__What is being asked__: Turn the lines from the one containing "I need to find every moth" through the end of the entries into a numbered list, leaving out any blank lines.

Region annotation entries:
--

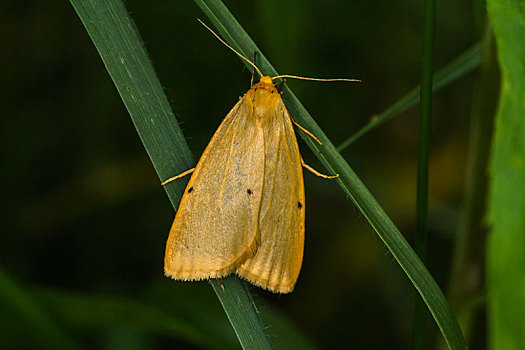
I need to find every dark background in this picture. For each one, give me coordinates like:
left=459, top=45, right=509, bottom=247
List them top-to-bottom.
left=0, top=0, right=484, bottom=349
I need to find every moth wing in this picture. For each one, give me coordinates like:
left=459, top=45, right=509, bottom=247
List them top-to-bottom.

--

__Output for this task__:
1. I need to find every moth wing in this picture. For each one, give me coordinates like:
2. left=459, top=45, right=509, bottom=247
3. List them top-to-bottom.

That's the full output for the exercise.